Material:
[Begin]
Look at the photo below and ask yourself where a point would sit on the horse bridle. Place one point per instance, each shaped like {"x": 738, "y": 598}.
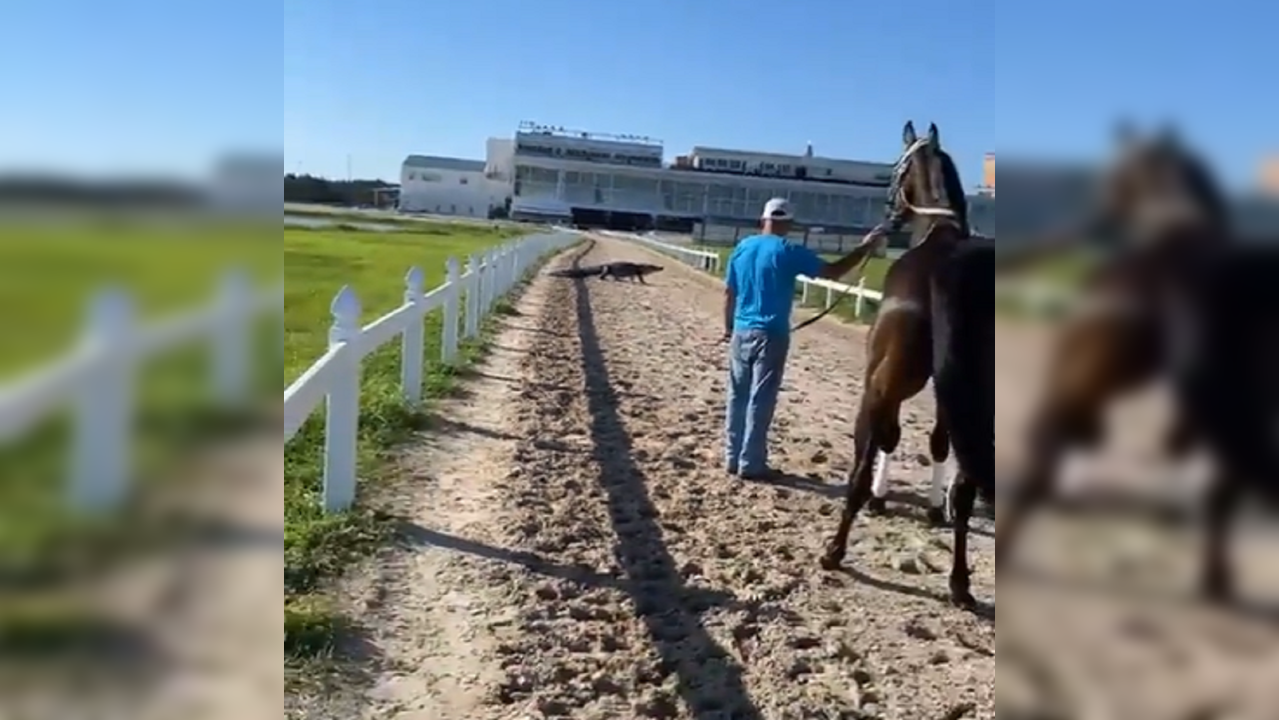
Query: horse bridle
{"x": 929, "y": 211}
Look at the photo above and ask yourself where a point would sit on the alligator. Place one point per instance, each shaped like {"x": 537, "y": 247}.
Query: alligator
{"x": 614, "y": 270}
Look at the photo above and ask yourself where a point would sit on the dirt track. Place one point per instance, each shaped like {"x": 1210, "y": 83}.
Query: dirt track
{"x": 574, "y": 550}
{"x": 1100, "y": 620}
{"x": 578, "y": 553}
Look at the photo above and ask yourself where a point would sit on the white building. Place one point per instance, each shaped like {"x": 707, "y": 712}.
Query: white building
{"x": 449, "y": 186}
{"x": 622, "y": 180}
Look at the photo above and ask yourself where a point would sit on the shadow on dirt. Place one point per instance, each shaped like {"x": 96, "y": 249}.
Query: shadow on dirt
{"x": 656, "y": 587}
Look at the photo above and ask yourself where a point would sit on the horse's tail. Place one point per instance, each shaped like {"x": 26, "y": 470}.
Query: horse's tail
{"x": 963, "y": 356}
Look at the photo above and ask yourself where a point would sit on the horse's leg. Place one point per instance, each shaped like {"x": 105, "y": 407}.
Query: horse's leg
{"x": 888, "y": 425}
{"x": 939, "y": 446}
{"x": 1050, "y": 438}
{"x": 963, "y": 496}
{"x": 1223, "y": 500}
{"x": 1096, "y": 362}
{"x": 878, "y": 503}
{"x": 858, "y": 481}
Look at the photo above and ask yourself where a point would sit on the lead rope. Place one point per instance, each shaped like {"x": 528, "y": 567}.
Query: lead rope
{"x": 842, "y": 297}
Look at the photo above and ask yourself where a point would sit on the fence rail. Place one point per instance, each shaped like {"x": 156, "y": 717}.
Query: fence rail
{"x": 99, "y": 377}
{"x": 334, "y": 379}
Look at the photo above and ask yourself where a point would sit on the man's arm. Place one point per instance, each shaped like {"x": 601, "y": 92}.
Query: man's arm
{"x": 729, "y": 296}
{"x": 814, "y": 266}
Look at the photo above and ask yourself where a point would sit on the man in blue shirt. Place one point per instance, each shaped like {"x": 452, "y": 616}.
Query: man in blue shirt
{"x": 759, "y": 293}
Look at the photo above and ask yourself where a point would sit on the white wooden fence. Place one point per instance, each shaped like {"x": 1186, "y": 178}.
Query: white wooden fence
{"x": 834, "y": 290}
{"x": 334, "y": 377}
{"x": 99, "y": 377}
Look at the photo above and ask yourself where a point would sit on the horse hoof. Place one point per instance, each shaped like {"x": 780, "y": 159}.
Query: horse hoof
{"x": 963, "y": 600}
{"x": 938, "y": 517}
{"x": 1216, "y": 591}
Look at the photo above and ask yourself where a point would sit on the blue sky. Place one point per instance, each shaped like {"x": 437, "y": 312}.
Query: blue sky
{"x": 1014, "y": 77}
{"x": 150, "y": 83}
{"x": 137, "y": 86}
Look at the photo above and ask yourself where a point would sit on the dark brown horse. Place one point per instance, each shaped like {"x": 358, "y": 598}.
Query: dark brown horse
{"x": 927, "y": 193}
{"x": 1160, "y": 205}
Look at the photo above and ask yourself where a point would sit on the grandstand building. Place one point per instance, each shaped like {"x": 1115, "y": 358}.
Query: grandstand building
{"x": 596, "y": 179}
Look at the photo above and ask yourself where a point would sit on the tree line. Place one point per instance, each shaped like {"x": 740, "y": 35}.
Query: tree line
{"x": 322, "y": 191}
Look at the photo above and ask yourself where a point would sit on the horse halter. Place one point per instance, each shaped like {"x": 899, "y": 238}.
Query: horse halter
{"x": 899, "y": 189}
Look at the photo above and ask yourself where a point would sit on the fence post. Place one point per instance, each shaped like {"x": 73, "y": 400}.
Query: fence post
{"x": 233, "y": 339}
{"x": 342, "y": 414}
{"x": 493, "y": 275}
{"x": 473, "y": 296}
{"x": 413, "y": 343}
{"x": 449, "y": 343}
{"x": 104, "y": 407}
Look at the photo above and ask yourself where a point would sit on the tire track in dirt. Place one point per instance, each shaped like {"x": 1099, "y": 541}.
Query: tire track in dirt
{"x": 681, "y": 592}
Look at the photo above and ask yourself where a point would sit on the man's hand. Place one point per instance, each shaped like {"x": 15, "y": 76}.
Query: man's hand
{"x": 874, "y": 238}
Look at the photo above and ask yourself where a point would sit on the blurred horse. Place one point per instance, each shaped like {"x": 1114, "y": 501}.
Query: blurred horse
{"x": 1147, "y": 310}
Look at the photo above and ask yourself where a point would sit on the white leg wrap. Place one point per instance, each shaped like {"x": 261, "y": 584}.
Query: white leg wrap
{"x": 880, "y": 487}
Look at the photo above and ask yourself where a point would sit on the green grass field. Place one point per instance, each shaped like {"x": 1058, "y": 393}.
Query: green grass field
{"x": 317, "y": 262}
{"x": 47, "y": 276}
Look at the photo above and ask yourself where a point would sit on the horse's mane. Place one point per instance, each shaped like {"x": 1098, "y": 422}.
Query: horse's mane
{"x": 950, "y": 182}
{"x": 954, "y": 188}
{"x": 1205, "y": 187}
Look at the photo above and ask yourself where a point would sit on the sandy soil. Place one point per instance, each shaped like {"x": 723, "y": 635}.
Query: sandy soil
{"x": 578, "y": 553}
{"x": 191, "y": 629}
{"x": 1100, "y": 618}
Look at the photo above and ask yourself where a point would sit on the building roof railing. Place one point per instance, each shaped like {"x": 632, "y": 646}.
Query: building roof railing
{"x": 559, "y": 131}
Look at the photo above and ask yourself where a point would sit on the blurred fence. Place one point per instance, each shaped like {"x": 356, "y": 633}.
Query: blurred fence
{"x": 99, "y": 379}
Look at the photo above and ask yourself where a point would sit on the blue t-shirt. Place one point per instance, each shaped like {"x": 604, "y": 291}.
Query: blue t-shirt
{"x": 761, "y": 274}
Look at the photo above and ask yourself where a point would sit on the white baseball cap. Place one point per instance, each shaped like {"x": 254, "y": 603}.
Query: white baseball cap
{"x": 776, "y": 209}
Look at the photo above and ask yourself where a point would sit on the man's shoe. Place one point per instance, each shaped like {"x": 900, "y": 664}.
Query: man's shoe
{"x": 762, "y": 473}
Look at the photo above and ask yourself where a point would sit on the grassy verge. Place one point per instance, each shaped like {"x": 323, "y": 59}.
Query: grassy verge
{"x": 47, "y": 276}
{"x": 319, "y": 546}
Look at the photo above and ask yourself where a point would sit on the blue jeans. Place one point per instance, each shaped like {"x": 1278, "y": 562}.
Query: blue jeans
{"x": 756, "y": 365}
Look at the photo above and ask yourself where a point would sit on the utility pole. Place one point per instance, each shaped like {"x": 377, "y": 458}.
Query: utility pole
{"x": 351, "y": 187}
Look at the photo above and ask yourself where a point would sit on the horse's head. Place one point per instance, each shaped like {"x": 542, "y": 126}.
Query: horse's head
{"x": 926, "y": 186}
{"x": 1158, "y": 188}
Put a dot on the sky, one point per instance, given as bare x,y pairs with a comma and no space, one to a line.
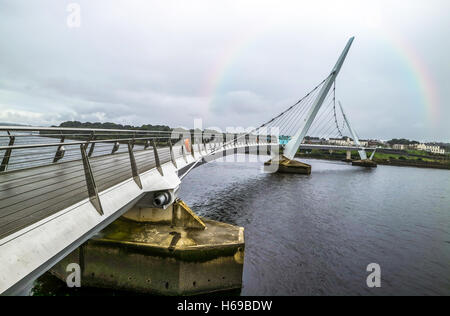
229,63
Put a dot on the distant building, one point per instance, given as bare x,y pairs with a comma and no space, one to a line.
434,149
399,147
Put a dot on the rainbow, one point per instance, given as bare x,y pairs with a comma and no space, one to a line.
419,73
223,65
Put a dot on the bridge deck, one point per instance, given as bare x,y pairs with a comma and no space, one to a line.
30,195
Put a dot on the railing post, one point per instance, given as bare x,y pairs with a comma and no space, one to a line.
8,152
134,169
158,164
90,182
192,148
60,151
91,149
172,155
198,141
183,152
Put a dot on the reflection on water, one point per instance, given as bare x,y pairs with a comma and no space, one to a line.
316,234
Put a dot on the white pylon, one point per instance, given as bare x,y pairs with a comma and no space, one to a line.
293,145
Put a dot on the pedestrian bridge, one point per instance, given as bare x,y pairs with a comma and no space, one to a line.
60,186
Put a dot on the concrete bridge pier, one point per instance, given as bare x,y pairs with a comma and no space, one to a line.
282,164
162,250
348,156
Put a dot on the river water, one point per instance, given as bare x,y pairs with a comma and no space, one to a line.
316,234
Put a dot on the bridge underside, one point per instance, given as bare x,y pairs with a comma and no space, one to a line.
45,212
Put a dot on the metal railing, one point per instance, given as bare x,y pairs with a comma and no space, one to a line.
28,147
44,170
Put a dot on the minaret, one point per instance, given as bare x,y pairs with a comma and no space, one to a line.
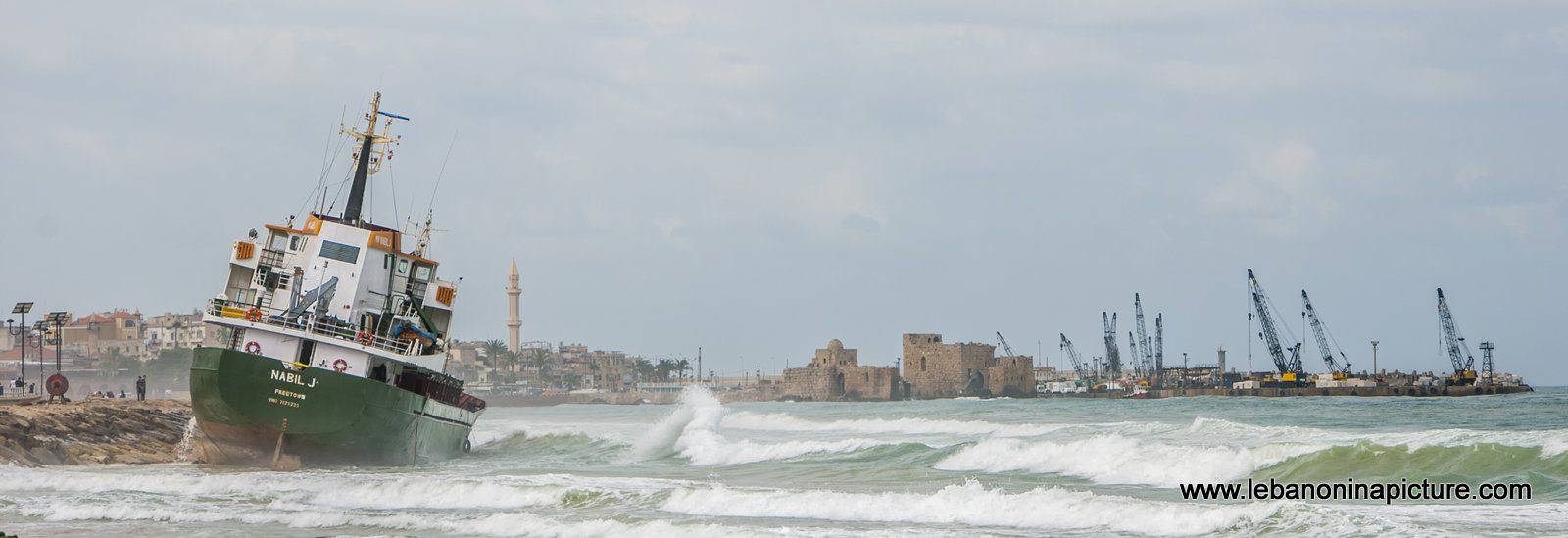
514,321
[End]
What this task involves: Output nothing but the lines from the line with "Put a dot on the white" through the last line of the material above, please, word for word and without the pictures.

Output of the exercise:
Put a dot on the white pylon, one point per instance, given as bare x,y pairs with a comma and no space, one to a line.
293,145
Put a dot on the pedestrian bridge, one point per instance, given as bare x,y pairs with a comma and no space, one to a line.
60,186
Put a dot on the concrete bridge pier, one point per instance, given as bare x,y pairs with a comma and no space, one to a line.
282,164
162,250
348,156
Put a dot on the river water, one point per instance, given as bare x,y pairs with a comma and no space, one to a line.
316,234
Put a dot on the bridge underside, one point per instance, given as bare x,y pairs with a comma and no space, one to a line.
45,212
Put a dot on the metal railing, one point per instance, given as bare x,y pairs with a comma and no space, one to a line.
28,147
44,170
Put a dot on the minaret, one point per instance, given as bare x,y pairs with a comma and no space, one to a line.
514,321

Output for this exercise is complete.